What you should do:
Every record must be copied exactly, from first line to last.

[Referring expression pointing data]
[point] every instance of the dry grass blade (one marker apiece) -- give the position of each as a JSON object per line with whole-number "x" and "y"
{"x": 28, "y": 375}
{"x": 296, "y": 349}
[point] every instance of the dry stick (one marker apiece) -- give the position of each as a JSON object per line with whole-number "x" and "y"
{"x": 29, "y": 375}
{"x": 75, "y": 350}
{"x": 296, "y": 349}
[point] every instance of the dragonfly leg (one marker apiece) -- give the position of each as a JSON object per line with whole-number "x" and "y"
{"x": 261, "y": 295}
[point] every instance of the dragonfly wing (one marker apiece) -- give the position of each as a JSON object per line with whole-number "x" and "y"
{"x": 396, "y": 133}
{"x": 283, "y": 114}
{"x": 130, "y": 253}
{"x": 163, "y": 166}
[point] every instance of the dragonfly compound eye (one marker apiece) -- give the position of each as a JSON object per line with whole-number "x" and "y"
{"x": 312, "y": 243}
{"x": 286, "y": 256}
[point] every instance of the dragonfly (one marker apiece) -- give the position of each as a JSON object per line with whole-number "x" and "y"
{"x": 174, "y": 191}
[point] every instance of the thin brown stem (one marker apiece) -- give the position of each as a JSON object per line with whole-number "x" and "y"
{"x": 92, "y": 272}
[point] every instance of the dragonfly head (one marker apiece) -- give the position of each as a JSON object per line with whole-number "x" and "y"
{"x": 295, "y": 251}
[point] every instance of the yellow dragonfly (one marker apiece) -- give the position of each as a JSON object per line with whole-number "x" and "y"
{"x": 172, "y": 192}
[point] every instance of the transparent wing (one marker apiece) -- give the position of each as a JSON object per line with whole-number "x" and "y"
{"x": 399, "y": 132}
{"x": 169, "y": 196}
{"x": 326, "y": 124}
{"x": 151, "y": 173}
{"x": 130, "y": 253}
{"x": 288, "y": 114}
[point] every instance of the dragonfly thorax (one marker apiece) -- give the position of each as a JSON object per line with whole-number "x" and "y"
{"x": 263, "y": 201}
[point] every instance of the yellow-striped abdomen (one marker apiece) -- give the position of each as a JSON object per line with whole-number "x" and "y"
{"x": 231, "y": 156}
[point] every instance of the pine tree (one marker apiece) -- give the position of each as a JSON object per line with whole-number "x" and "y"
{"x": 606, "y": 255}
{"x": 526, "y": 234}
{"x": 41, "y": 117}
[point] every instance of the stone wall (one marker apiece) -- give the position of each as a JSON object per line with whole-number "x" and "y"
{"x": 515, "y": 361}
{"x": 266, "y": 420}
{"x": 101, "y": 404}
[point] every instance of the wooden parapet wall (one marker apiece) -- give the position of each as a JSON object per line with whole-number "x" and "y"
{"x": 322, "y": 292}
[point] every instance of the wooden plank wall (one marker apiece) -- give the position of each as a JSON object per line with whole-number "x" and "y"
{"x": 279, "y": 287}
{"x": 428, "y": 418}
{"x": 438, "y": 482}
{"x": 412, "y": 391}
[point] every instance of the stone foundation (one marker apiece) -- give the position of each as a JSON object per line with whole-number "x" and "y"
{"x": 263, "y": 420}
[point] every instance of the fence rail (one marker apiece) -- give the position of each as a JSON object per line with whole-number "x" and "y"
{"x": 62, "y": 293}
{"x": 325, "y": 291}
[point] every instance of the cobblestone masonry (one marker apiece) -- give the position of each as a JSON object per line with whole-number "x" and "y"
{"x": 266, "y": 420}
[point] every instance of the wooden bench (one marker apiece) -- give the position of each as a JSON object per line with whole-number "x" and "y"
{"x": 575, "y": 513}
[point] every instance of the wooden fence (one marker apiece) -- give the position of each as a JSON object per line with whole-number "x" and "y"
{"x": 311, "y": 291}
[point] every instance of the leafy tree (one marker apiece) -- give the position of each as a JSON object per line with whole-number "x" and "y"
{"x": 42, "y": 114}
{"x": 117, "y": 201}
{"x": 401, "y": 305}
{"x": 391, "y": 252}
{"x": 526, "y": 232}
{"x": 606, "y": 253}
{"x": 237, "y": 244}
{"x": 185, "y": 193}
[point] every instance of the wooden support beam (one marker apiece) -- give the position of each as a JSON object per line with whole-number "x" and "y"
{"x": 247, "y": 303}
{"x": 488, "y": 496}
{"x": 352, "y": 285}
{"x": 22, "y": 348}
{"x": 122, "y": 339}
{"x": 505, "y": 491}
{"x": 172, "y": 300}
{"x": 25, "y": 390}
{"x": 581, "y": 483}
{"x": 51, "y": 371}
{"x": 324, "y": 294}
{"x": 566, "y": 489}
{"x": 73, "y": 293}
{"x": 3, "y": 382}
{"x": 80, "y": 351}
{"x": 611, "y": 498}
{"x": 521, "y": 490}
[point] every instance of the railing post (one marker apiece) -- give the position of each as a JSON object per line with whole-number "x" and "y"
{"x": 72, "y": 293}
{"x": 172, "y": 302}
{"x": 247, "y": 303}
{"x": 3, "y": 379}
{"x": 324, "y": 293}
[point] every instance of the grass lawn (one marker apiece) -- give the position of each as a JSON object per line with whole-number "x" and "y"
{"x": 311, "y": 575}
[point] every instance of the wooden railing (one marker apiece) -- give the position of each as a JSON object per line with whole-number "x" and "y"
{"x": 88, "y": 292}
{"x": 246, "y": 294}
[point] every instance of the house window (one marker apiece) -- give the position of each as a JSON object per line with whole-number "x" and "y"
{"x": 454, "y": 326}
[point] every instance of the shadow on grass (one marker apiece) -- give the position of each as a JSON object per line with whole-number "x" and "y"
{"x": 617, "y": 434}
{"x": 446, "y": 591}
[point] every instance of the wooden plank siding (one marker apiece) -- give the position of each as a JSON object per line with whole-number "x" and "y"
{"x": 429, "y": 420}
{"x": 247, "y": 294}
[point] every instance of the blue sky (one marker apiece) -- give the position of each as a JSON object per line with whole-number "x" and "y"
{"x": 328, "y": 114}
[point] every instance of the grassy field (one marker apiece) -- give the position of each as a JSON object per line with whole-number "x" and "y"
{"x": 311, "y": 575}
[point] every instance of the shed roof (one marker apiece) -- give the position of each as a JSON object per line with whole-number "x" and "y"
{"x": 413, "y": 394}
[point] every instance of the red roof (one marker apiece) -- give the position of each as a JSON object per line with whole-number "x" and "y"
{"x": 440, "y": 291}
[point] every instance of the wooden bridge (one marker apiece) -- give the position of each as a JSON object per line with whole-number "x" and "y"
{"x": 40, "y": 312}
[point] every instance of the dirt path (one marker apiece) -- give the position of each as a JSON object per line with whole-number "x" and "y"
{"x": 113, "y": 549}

Written answer:
[point] every instance of the dry grass blade (one marker apiece) -- give the position of each as a JSON object per line with whole-number "x" and "y"
{"x": 28, "y": 375}
{"x": 296, "y": 349}
[point] every instance of the dry stick (one marker apiece) -- give the position of each as a JSON object per line with whole-number "x" and "y"
{"x": 29, "y": 375}
{"x": 75, "y": 350}
{"x": 296, "y": 349}
[point] every instance of the dragonfly leg (one marker apiece) -- give the position of each as a JSON object per line with whole-number "x" and "y"
{"x": 261, "y": 295}
[point] every instance of the dragonfly wing (one marker apiece) -- give the position of each as a JSON object per line with whole-number "x" and "y"
{"x": 396, "y": 133}
{"x": 283, "y": 114}
{"x": 130, "y": 253}
{"x": 163, "y": 166}
[point] every instance of the dragonfly compound eye (one marker apiece) -- give the position of each as a JSON object per line with whole-number "x" and "y"
{"x": 312, "y": 243}
{"x": 286, "y": 256}
[point] every instance of the dragonfly (one marker apiece) -- give the position of each as a JSON object per line with whole-number "x" and "y"
{"x": 174, "y": 191}
[point] every instance of the thin brown stem (one marker apiece) -- give the position of each as a JSON object per line with whole-number "x" and "y"
{"x": 92, "y": 272}
[point] every instance of the dragonfly head (one marker apiece) -- give the position of each as a JSON object per line with whole-number "x" and "y"
{"x": 295, "y": 251}
[point] every instance of the yellow dragonfly (one marker apiece) -- give the position of each as a JSON object per line with whole-number "x" and "y"
{"x": 172, "y": 192}
[point] every instance of the transparent wing (one marker apiece) -- give the position of each as a JSON object per line with whole-number "x" and "y"
{"x": 399, "y": 132}
{"x": 169, "y": 196}
{"x": 326, "y": 124}
{"x": 151, "y": 173}
{"x": 130, "y": 253}
{"x": 288, "y": 114}
[point] every instance of the dragonfly thorax (one marker apiece) -- give the position of each as a JSON object per line with whole-number "x" and "y"
{"x": 263, "y": 201}
[point] every instance of the yellow-striped abdomen (one marker apiece) -- give the position of each as a JSON object per line with whole-number "x" and "y"
{"x": 231, "y": 156}
[point] every instance of the pine tree (one marker apiece) -- give the position of each as a JSON object per line with whole-number "x" and "y"
{"x": 606, "y": 255}
{"x": 526, "y": 234}
{"x": 41, "y": 117}
[point] every instance of the stone wall (one marker apiece) -- give the position of each as a JSON object per line with whole-number "x" and "y"
{"x": 515, "y": 361}
{"x": 266, "y": 420}
{"x": 101, "y": 404}
[point] every instance of the wooden parapet wall (one marker apiece) -- give the position of each as a JSON object per line with whole-number "x" and "y"
{"x": 322, "y": 292}
[point] every instance of the wooden plank wall (one marker apiece) -- give the position of each as a JSON object per line with whole-number "x" and "y"
{"x": 279, "y": 287}
{"x": 428, "y": 418}
{"x": 438, "y": 482}
{"x": 412, "y": 391}
[point] every instance of the stone foundation (one marker apiece) -- give the position of each as a JSON object per line with whole-number "x" and "y"
{"x": 263, "y": 420}
[point] every instance of the fence rail (one marker apiece) -- give the position of each as a JSON object per line with whole-number "x" and "y"
{"x": 62, "y": 293}
{"x": 325, "y": 291}
[point] every instance of the cobblestone masonry (one marker apiece) -- give the position of each as a JSON object per line with whole-number "x" and "y"
{"x": 266, "y": 420}
[point] every instance of the wooden bench (one marker apiece) -- give the position of each as a JSON object per line with whole-number "x" and "y"
{"x": 575, "y": 513}
[point] every instance of the wooden fence (one marker apiece) -- give the position of each as a JSON object per line with whole-number "x" and "y"
{"x": 311, "y": 291}
[point] every instance of the leafy tree (one marker apiece) -- give the position of each as a JSON object per line with whole-number "x" and "y"
{"x": 42, "y": 114}
{"x": 117, "y": 201}
{"x": 401, "y": 305}
{"x": 391, "y": 252}
{"x": 526, "y": 232}
{"x": 606, "y": 253}
{"x": 237, "y": 244}
{"x": 185, "y": 193}
[point] every instance of the wooden support beam (one marker apiece) -- give the position of each as a JSON object per line with whole-number "x" and "y"
{"x": 247, "y": 303}
{"x": 488, "y": 496}
{"x": 352, "y": 285}
{"x": 22, "y": 348}
{"x": 122, "y": 339}
{"x": 505, "y": 491}
{"x": 172, "y": 300}
{"x": 25, "y": 390}
{"x": 581, "y": 483}
{"x": 51, "y": 371}
{"x": 324, "y": 294}
{"x": 566, "y": 489}
{"x": 73, "y": 293}
{"x": 3, "y": 382}
{"x": 80, "y": 351}
{"x": 611, "y": 498}
{"x": 521, "y": 490}
[point] every instance of the railing post (one marker apiece) -- give the position of each as a JSON object per line with whole-number "x" and "y"
{"x": 72, "y": 293}
{"x": 172, "y": 302}
{"x": 247, "y": 303}
{"x": 3, "y": 379}
{"x": 324, "y": 293}
[point] every instance of the grass lawn (one marker apiece) -- give the position of each as a JSON object per line with whole-number "x" and "y"
{"x": 311, "y": 575}
[point] every instance of the wooden railing (one marker apiece) -- give the position of each as a JSON object per line with whole-number "x" and "y"
{"x": 88, "y": 292}
{"x": 246, "y": 294}
[point] every instance of the house window (one marker apiece) -- give the position of each as a JSON object per line with whole-number "x" and "y"
{"x": 454, "y": 326}
[point] every instance of the shadow on grass (one marker apiece) -- give the position of each as a JSON object per line with whole-number "x" and "y"
{"x": 617, "y": 434}
{"x": 446, "y": 591}
[point] every instance of the wooden plank siding (one marker apiece) -- give the position of each as a JSON object per line with whole-number "x" and "y"
{"x": 429, "y": 420}
{"x": 247, "y": 294}
[point] every instance of the blue sky (one marker apiece) -- give the position of each as a JSON object per line with whole-number "x" and "y"
{"x": 328, "y": 114}
[point] every instance of the grassy field (one marker apiece) -- give the position of each as a JSON object per line with whole-number "x" and "y"
{"x": 311, "y": 575}
[point] every instance of the shed roof (one marker apiece) -- give the position of each as a JSON object per line with whole-number "x" and "y"
{"x": 413, "y": 394}
[point] every instance of the red roof (one marker apiece) -- give the position of each as a JSON object per line with whole-number "x" and "y"
{"x": 440, "y": 291}
[point] every instance of the wooden bridge (one marker apiece) -- give the position of each as a JSON object per line with whole-number "x" and "y"
{"x": 40, "y": 312}
[point] every instance of the dirt path (one marker apiece) -- give the position of each as a JSON object per line with whole-number "x" and "y"
{"x": 113, "y": 549}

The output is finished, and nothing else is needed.